REQUIREMENT :: Search the records for the word "below" and copy every line in which it occurs.

EXERCISE DATA ::
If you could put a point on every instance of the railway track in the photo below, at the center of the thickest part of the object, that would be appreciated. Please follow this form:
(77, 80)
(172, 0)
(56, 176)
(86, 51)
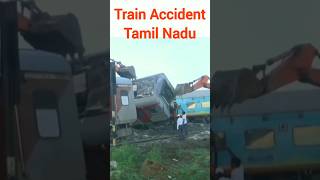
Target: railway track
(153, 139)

---

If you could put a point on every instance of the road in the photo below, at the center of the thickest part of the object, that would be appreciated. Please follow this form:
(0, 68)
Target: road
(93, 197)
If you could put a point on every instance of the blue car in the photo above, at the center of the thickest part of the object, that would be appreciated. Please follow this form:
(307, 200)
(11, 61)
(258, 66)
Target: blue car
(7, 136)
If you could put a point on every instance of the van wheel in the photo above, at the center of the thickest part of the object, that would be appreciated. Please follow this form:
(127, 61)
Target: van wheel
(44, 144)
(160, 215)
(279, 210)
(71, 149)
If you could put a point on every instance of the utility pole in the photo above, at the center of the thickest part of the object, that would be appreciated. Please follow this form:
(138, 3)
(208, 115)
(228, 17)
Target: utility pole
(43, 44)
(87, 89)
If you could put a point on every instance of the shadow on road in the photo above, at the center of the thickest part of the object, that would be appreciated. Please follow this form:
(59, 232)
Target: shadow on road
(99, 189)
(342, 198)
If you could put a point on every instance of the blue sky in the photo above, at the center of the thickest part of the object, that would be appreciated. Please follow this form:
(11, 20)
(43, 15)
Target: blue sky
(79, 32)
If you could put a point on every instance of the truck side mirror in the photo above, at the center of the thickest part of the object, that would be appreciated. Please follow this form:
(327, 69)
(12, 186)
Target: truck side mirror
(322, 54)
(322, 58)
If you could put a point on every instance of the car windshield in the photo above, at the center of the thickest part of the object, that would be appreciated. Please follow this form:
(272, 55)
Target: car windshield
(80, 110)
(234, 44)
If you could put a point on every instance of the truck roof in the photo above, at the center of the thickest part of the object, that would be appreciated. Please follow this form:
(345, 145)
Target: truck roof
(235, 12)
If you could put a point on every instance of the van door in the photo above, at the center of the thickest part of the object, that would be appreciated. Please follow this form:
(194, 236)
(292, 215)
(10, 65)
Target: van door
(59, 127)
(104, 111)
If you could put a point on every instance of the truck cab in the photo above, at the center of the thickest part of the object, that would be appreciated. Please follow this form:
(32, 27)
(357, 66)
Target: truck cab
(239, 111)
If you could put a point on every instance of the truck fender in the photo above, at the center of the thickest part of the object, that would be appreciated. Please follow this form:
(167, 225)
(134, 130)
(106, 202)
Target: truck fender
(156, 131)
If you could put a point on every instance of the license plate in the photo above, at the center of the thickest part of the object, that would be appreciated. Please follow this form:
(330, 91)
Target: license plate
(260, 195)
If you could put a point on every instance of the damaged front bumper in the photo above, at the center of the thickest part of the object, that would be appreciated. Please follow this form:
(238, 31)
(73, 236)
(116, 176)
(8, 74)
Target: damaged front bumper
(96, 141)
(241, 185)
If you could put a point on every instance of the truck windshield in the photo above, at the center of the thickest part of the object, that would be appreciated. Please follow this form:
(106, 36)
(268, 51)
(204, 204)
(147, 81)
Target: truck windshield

RESULT ::
If you could put a point on every instance of the railway track in the photo below, at the center of the thickest part of the object, that would be appreciated. Please follow this form:
If you could put a point on every instance of the road in the photo below, at the center of the thickest part of the object, that would be appreciated. Please follow this form:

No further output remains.